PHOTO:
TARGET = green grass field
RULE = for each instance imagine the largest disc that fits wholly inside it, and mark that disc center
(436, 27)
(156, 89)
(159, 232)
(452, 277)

──────────

**Task instructions:** Output all of the material exactly.

**Answer to this task:**
PHOTO:
TARGET = green grass field
RULE = for each instance imagine the largest disc that fits wholly inside it, and mark that disc center
(436, 27)
(156, 89)
(159, 232)
(452, 277)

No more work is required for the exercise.